Задание: Продолжите текст о Шолохове на рыбалке и охоте, начав сразу после его последнего предложения.

Фрагмент документа:
Но бывали и неудачи. П.Гавриленко вспоминает рассказ Шолохова о том, как крупный сазан сорвался с крючка: «Удилище согнулось дугой… Пробую поднять рыбину, не удается – прет и прет… Потом вдруг леска сразу ослабла, удилище расправилось, сазан ушел… Ох, видно, и крупный же был! Не менее пятнадцати килограммов».
Эта история сильно взволновала писателя. На другой день он заявил: «Я хочу все-таки поймать этого сазана». Однако все старания были безуспешны. Через несколько дней на этом же месте какая-то крупная рыбина еще два раза оборвала у Шолохова прочную леску и ушла. «Вот окаянная, – разводил руками писатель. – Сразу бросается под затопленное дерево, обрывает там леску и уходит… Ничего не сделаешь!»
На Братановском яру писатель жил порой по полтора-два месяца. Много времени у него занимала работа над романом «Они сражались за Родину».
Работу над военным романом Михаил Александрович продолжал на Братановском и в другие годы. Часто, с утра проводив своих спутников на рыбалку или на охоту, Шолохов садился за письменный стол. «Я сегодня никуда…»
А порой в ненастный осенний день, когда плохая погода не располагает ни к прогулкам, ни к охоте, ни к рыбалке, писатель начинает собираться на озеро. Мария Петровна стала его отговаривать, а он замечает: «Там, на озере, хорошо думается…»
М.А. Шолохов с женой на гусиной охоте, близ озера Челкар 1948г.
«Нобелевская землянка»
В Прикушумье, в глухой степи на берегу озера Жалтыркуль есть «нобелевская землянка» Шолохова. Именно здесь в 1965 году писатель получил известие о присуждении ему Нобелевской премии за роман «Тихий Дон». «Мы, как Пржевальский, жили в палатке в осенние холода», – вспоминал Михаил Александрович.
Телефонной связи с ним, конечно же, не было. За Михаилом Александровичем обком партии послал небольшой трехместный самолет. Писатель Николай Корсунов вспоминает: «С волнением ждем, когда выйдет новый нобелевский лауреат, первый коммунист, получивший эту международную премию. И он выходит — прежний, обычный, очень земной, дорогой наш Михаил Александрович. На нем теплая куртка, серые, грубого сукна, галифе, пыжиковая шапка, яловые сапоги с короткими голенищами. Работает телекамера, щелкают фотоаппараты. Сыплются поздравления. Михаил Александрович благодарит, отмахивается, отшучивается. Когда кто-то спрашивает, как охота, он, посмеиваясь, говорит: «Охота ничего, баранов едим…»
«Нобелевская землянка» была большой брезентовой палаткой, растянутой на открытом месте у заросшего камышом громадного озера. Вокруг неоглядная солончаковая степь, на озерных плесах покачиваются на волнах кряквы, шилохвости, нырки, поганки, вдали виднеются гусиные стаи и несколько красавцев-лебедей.
Дымит трубой походная кухня, в палатке тесно от брезентовых раскладушек. В центре стоит чугунка, в которой потрескивают дрова. Вокруг раскладного стола идут веселые воспоминания, звучат забавные истории.

Исходные данные:
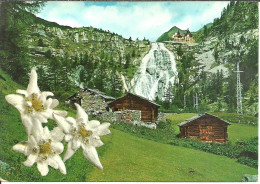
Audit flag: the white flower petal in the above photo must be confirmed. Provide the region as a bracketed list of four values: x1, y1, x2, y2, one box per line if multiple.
[40, 109, 53, 119]
[47, 158, 59, 169]
[22, 116, 33, 135]
[39, 91, 54, 103]
[51, 127, 65, 142]
[89, 136, 104, 147]
[50, 99, 59, 109]
[83, 145, 103, 170]
[63, 142, 76, 162]
[72, 138, 81, 150]
[16, 89, 28, 97]
[14, 104, 25, 115]
[32, 123, 44, 143]
[27, 70, 40, 95]
[75, 103, 88, 123]
[53, 155, 67, 174]
[51, 142, 64, 154]
[43, 126, 50, 138]
[53, 114, 71, 134]
[86, 120, 100, 130]
[32, 113, 48, 123]
[28, 135, 38, 147]
[37, 162, 49, 176]
[13, 141, 28, 155]
[94, 123, 111, 136]
[23, 154, 38, 167]
[42, 98, 53, 109]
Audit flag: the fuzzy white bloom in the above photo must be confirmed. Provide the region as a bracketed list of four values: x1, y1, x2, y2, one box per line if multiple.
[53, 103, 110, 169]
[5, 70, 67, 135]
[13, 127, 66, 176]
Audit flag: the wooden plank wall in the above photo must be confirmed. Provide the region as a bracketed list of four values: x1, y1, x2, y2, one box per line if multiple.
[180, 117, 228, 142]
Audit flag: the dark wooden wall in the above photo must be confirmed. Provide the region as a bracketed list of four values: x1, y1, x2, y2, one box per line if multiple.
[110, 95, 158, 122]
[180, 117, 228, 142]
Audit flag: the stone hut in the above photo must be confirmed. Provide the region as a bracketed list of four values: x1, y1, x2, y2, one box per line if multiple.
[66, 88, 115, 116]
[108, 93, 160, 123]
[178, 113, 230, 143]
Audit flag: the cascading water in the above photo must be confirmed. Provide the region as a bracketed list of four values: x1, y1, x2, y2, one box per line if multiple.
[131, 43, 178, 100]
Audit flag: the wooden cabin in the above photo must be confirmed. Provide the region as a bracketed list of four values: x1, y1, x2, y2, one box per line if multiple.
[108, 93, 160, 123]
[178, 113, 230, 143]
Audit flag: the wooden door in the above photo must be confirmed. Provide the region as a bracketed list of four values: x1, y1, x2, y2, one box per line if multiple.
[199, 125, 214, 142]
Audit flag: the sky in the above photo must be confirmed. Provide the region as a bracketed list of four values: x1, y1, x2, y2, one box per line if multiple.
[37, 1, 228, 41]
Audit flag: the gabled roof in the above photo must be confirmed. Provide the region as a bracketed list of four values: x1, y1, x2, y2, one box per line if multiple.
[67, 88, 115, 100]
[108, 92, 160, 107]
[178, 113, 231, 127]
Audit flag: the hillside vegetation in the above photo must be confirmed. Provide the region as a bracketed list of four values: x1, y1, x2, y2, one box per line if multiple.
[0, 70, 257, 181]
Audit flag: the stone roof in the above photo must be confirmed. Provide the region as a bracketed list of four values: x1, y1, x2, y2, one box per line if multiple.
[178, 113, 231, 127]
[67, 88, 115, 100]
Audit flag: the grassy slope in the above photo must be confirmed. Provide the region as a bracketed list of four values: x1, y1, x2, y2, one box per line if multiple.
[156, 26, 191, 42]
[167, 113, 258, 142]
[0, 70, 257, 181]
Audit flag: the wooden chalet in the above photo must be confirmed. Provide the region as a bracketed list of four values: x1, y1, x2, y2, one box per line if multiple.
[178, 113, 230, 143]
[108, 93, 160, 123]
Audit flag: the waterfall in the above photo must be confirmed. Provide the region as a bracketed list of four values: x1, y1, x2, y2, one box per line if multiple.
[131, 43, 178, 100]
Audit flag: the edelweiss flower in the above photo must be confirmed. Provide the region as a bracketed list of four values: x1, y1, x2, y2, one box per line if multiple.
[5, 70, 67, 134]
[13, 127, 66, 176]
[53, 103, 110, 169]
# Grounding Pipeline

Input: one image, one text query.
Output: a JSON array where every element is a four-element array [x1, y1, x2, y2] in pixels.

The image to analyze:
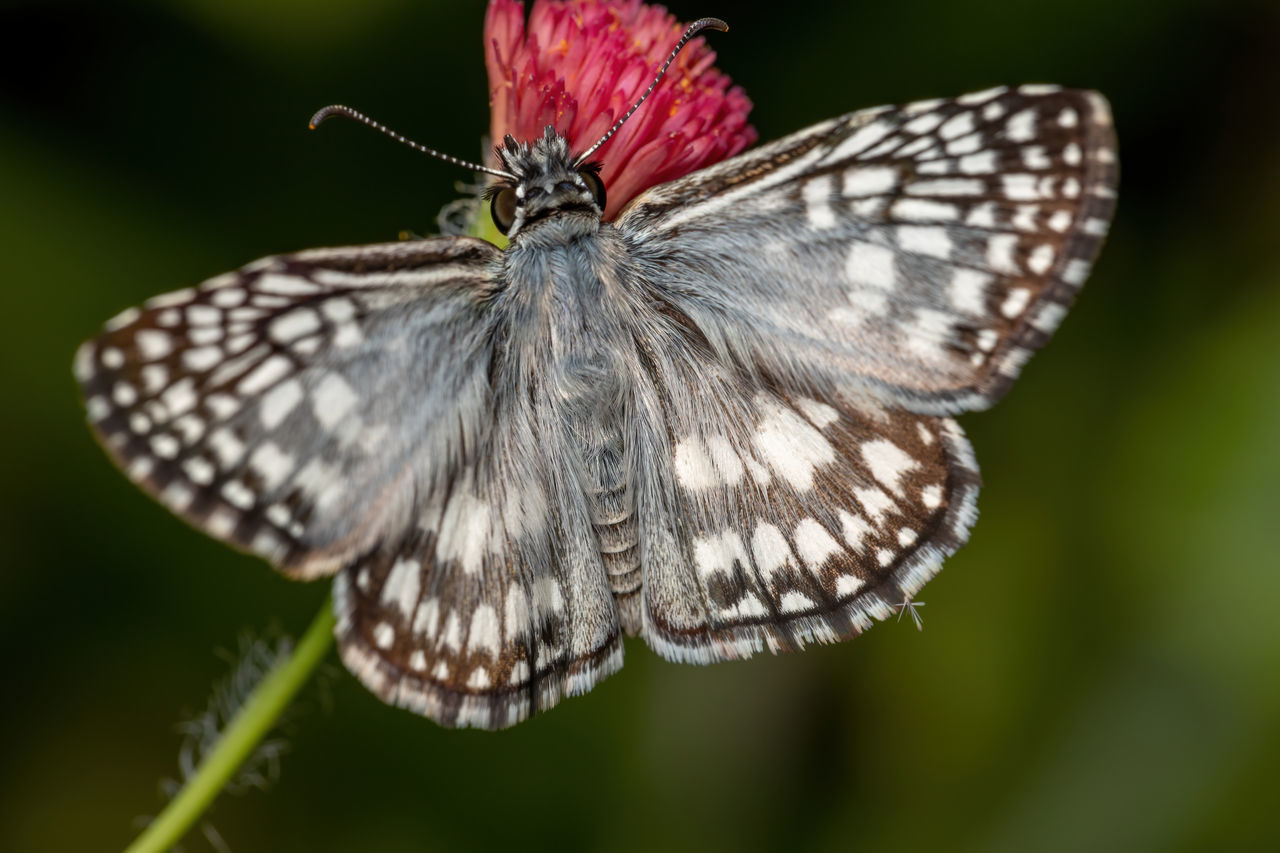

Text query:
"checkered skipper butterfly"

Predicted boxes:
[[76, 19, 1117, 727]]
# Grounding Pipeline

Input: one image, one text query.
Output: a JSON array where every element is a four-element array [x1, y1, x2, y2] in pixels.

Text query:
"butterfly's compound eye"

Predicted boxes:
[[577, 169, 604, 213], [489, 187, 516, 234]]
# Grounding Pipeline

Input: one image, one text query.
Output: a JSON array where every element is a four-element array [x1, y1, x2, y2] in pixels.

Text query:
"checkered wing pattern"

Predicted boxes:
[[624, 322, 979, 663], [76, 238, 621, 727], [617, 86, 1117, 414]]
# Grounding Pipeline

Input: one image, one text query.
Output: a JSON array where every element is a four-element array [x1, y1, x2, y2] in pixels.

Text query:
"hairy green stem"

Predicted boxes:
[[125, 597, 334, 853]]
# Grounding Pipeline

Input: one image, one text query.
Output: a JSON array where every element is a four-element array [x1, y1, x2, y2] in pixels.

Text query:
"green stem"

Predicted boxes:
[[124, 597, 334, 853]]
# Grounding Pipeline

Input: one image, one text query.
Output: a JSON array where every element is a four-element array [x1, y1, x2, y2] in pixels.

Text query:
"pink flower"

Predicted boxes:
[[485, 0, 756, 219]]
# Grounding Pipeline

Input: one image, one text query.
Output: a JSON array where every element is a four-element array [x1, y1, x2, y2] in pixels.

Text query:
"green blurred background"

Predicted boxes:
[[0, 0, 1280, 852]]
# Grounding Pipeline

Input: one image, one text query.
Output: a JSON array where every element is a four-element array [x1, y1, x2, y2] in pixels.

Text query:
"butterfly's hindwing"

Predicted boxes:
[[617, 86, 1117, 414], [637, 327, 979, 663], [76, 238, 621, 727], [76, 86, 1116, 727]]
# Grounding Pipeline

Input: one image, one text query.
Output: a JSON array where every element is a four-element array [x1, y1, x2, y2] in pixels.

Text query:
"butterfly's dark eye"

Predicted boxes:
[[577, 169, 604, 213], [489, 187, 516, 234]]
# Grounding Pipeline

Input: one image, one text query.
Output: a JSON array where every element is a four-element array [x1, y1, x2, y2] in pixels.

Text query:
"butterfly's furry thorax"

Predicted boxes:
[[82, 86, 1119, 727]]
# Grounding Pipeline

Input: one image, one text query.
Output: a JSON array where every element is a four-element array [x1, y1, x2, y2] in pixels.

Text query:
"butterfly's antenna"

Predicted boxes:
[[573, 18, 728, 169], [310, 105, 514, 181]]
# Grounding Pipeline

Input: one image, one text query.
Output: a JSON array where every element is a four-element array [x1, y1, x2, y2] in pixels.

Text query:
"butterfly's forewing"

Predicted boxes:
[[76, 238, 497, 578], [76, 238, 621, 727], [617, 86, 1117, 414]]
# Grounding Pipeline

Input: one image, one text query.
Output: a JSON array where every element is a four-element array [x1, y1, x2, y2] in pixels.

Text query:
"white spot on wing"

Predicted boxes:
[[694, 529, 749, 578], [845, 242, 897, 288], [259, 379, 302, 429], [467, 605, 502, 657], [755, 398, 836, 492], [795, 519, 840, 571], [861, 438, 920, 494], [311, 373, 358, 429], [800, 174, 836, 231], [751, 524, 791, 575]]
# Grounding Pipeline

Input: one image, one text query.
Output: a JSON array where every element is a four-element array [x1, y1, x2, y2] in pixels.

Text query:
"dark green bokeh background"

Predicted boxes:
[[0, 0, 1280, 852]]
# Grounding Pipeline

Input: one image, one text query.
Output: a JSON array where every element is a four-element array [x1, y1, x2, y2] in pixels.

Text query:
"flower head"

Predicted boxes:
[[485, 0, 756, 219]]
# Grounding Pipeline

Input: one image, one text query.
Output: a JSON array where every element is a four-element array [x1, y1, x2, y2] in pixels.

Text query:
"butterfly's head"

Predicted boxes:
[[488, 126, 605, 237]]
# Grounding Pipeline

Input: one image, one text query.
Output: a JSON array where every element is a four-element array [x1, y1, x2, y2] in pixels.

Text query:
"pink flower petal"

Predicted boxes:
[[485, 0, 756, 219]]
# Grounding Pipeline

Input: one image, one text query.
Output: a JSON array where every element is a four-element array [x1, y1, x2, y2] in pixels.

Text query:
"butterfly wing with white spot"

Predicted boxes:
[[76, 238, 499, 578], [76, 238, 622, 727], [616, 86, 1117, 414], [637, 335, 979, 663]]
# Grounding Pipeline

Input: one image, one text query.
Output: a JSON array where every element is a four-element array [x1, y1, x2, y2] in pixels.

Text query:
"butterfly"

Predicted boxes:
[[74, 22, 1117, 727]]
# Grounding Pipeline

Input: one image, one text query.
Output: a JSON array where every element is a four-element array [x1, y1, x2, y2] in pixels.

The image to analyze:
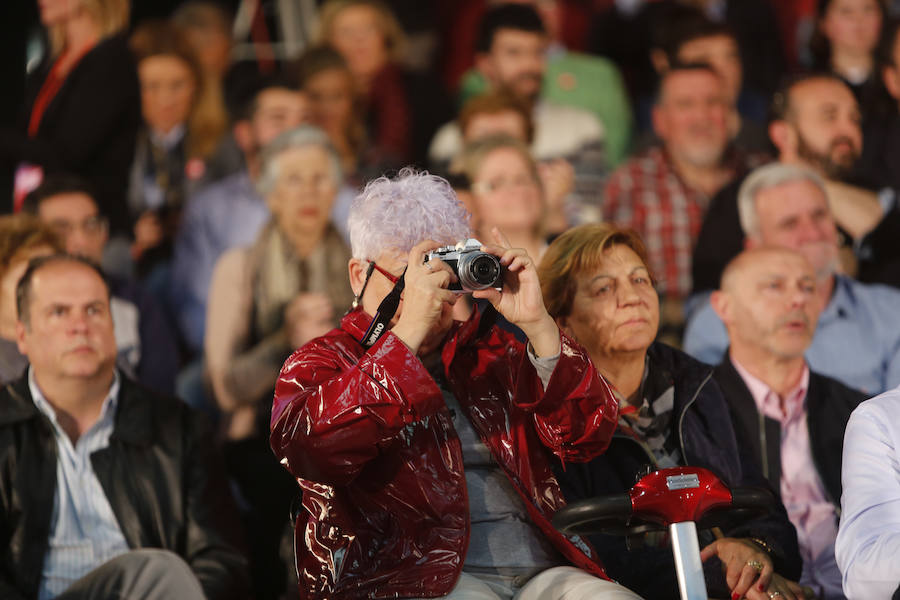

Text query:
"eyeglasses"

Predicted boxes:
[[371, 260, 400, 285]]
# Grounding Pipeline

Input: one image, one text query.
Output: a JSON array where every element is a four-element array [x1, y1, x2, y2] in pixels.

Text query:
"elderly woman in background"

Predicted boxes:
[[0, 215, 63, 384], [128, 21, 243, 274], [538, 224, 801, 600], [0, 0, 141, 233], [204, 126, 353, 598]]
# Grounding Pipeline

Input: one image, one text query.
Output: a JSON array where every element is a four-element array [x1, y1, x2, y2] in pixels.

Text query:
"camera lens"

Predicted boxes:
[[459, 252, 500, 290]]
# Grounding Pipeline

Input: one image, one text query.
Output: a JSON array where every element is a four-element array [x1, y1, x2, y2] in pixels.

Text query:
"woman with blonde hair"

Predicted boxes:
[[128, 21, 242, 272], [0, 0, 140, 233], [318, 0, 453, 165]]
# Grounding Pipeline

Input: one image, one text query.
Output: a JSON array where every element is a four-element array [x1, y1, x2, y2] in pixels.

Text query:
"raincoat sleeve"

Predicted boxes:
[[492, 332, 619, 462], [270, 330, 444, 485]]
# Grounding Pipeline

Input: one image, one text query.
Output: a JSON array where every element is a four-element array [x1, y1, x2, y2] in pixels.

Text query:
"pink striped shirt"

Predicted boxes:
[[731, 357, 837, 563]]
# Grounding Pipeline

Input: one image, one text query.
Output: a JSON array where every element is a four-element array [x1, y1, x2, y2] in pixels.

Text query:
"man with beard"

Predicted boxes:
[[684, 163, 900, 395], [712, 245, 866, 600], [602, 64, 764, 343], [690, 74, 900, 296], [428, 4, 609, 213]]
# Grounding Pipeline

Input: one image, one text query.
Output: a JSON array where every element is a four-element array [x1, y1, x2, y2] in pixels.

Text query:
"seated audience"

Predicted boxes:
[[128, 21, 241, 276], [0, 254, 248, 600], [318, 0, 453, 166], [271, 169, 637, 600], [0, 215, 63, 385], [692, 74, 900, 294], [642, 11, 769, 153], [538, 224, 800, 599], [298, 46, 390, 184], [204, 126, 353, 598], [684, 163, 900, 394], [835, 388, 900, 600], [460, 0, 632, 166], [602, 65, 768, 343], [171, 0, 233, 98], [858, 18, 900, 190], [456, 88, 534, 145], [591, 0, 785, 98], [712, 247, 866, 600], [809, 0, 889, 126], [25, 175, 179, 394], [458, 89, 584, 230], [429, 4, 608, 204], [170, 78, 310, 354], [0, 0, 140, 234], [457, 136, 565, 260]]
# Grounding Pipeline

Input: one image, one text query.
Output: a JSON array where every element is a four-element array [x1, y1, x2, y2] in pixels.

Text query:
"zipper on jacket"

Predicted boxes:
[[806, 410, 841, 519], [756, 409, 768, 480], [678, 371, 713, 464]]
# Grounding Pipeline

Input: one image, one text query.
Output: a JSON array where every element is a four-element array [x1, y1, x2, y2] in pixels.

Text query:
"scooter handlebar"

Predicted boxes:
[[553, 494, 632, 535]]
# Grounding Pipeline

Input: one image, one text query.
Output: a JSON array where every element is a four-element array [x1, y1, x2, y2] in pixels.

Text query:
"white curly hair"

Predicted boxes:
[[348, 167, 470, 260]]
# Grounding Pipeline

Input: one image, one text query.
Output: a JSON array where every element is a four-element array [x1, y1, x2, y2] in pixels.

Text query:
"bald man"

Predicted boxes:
[[711, 246, 865, 600]]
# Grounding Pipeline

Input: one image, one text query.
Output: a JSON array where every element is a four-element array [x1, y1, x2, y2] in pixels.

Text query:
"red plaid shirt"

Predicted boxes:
[[603, 146, 764, 298]]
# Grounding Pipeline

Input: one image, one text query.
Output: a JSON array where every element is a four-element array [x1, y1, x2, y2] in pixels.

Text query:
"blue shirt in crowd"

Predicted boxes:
[[28, 369, 129, 600], [684, 275, 900, 396], [171, 171, 356, 352]]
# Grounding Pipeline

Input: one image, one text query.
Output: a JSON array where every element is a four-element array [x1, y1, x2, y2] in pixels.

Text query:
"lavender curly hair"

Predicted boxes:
[[348, 167, 470, 260]]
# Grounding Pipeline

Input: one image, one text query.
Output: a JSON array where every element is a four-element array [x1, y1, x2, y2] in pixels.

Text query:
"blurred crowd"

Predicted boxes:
[[0, 0, 900, 600]]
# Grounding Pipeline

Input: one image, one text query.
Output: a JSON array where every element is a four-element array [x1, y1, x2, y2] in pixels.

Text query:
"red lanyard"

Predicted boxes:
[[28, 44, 93, 137]]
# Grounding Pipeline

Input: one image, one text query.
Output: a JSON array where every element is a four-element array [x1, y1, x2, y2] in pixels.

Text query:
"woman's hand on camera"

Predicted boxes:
[[472, 227, 559, 356], [391, 240, 459, 352]]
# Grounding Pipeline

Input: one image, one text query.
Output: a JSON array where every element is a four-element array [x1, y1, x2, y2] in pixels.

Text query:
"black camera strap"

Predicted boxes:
[[359, 263, 406, 349]]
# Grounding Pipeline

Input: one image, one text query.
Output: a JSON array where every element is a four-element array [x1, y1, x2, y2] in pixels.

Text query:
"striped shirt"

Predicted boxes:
[[28, 368, 129, 600]]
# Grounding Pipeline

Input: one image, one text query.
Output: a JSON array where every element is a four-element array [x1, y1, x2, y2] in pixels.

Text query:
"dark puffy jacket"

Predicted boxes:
[[0, 375, 248, 600], [557, 343, 802, 600], [271, 310, 618, 600]]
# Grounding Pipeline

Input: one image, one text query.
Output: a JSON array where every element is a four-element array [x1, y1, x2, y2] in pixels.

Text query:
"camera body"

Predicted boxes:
[[425, 239, 506, 294]]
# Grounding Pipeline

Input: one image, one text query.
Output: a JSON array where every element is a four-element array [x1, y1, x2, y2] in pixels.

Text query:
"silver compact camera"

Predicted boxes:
[[425, 239, 506, 293]]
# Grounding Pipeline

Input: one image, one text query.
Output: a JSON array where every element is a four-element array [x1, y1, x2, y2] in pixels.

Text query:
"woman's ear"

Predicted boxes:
[[347, 258, 369, 296]]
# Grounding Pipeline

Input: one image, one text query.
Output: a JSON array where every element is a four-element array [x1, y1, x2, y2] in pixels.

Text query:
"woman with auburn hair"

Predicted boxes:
[[318, 0, 453, 166], [451, 135, 571, 259], [0, 0, 140, 233], [538, 224, 801, 600], [128, 21, 242, 274], [297, 46, 380, 186]]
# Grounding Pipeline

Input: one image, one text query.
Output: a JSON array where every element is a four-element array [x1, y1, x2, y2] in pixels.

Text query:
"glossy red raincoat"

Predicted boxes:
[[271, 310, 617, 599]]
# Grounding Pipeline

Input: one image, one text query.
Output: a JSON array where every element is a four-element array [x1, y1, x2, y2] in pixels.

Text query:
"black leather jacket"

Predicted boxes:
[[715, 353, 867, 514], [0, 376, 248, 600]]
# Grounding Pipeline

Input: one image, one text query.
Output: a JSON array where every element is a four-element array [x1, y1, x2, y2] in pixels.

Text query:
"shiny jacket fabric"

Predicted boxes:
[[271, 310, 618, 599], [0, 375, 249, 600]]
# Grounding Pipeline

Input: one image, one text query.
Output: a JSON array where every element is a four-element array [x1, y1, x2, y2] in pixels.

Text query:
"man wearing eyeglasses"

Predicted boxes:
[[24, 175, 178, 393]]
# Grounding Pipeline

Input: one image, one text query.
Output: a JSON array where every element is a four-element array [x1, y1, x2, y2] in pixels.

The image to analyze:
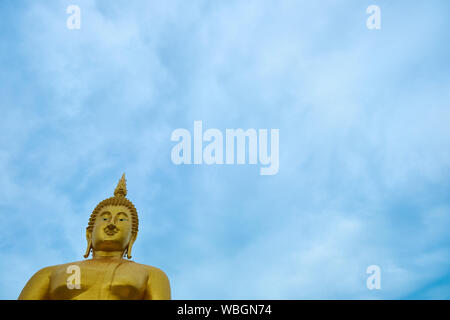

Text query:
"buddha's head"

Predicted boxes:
[[84, 174, 139, 259]]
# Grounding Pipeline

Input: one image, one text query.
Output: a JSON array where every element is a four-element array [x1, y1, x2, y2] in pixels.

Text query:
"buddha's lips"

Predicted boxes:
[[103, 227, 119, 236]]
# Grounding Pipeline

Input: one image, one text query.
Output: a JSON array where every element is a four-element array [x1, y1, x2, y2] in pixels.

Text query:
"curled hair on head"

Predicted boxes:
[[84, 173, 139, 258]]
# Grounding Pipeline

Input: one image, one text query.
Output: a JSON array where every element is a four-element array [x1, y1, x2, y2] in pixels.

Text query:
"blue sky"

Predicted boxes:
[[0, 0, 450, 299]]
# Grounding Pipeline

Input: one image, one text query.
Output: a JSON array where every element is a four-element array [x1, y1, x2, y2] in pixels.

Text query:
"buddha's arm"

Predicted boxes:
[[144, 267, 170, 300], [19, 267, 52, 300]]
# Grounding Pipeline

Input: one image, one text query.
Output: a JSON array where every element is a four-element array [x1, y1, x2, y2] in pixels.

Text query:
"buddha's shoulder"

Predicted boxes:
[[29, 261, 82, 277], [130, 261, 167, 278]]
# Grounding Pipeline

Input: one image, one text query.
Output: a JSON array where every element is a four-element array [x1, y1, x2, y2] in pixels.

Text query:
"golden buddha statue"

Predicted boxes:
[[19, 174, 170, 300]]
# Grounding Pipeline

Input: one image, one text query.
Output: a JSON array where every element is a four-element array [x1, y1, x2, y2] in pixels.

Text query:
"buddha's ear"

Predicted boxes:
[[127, 233, 137, 259], [84, 230, 92, 258]]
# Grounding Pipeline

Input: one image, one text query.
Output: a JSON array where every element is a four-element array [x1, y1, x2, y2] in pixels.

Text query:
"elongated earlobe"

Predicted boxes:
[[83, 232, 92, 258], [127, 235, 136, 259]]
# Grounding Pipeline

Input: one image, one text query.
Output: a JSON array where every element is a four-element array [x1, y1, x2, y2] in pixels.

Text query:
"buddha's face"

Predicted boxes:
[[92, 205, 132, 251]]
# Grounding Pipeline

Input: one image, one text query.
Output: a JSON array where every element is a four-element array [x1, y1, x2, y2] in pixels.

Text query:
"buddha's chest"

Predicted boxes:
[[49, 262, 148, 300]]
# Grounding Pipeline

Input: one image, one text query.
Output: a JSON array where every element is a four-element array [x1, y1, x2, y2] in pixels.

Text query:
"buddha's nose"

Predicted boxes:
[[106, 223, 116, 230]]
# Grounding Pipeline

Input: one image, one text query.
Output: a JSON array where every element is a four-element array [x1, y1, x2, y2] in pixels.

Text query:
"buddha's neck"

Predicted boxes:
[[92, 250, 123, 260]]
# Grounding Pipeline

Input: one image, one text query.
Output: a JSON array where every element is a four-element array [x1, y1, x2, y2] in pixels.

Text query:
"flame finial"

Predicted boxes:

Решённое задание:
«Нобелевские дни» были удачны для охоты. Мария Петровна с гордостью показывала большую серокрылую птицу журналисту «Правды» Юрию Лукину, приехавшему взять интервью у писателя: «Вот сегодняшний трофей Михаила Александровича! Первая казарка в этом сезоне. А наиболее удачлив у нас Саша, сын старший. Он уже и кабана добыл. Он у нас ох и проворный!»
Удачны эти дни были и для работы: Шолохову хорошо работалось над романом, над главой, в которой рассказывается о приезде генерала Стрельцова к брату Николаю на Дон. Эта глава, по словам писателя, давалась ему трудно.
Двухвесельная плоскодонка, в которой рыбачил и охотился на дону и озерах Шолохов
С тревогой о судьбе природы
Будучи увлеченным охотником и рыболовом, Михаил Александрович очень бережно относился к природе. Он считал, что писатели должны стать выразителями глубокой тревоги народа о судьбе природы.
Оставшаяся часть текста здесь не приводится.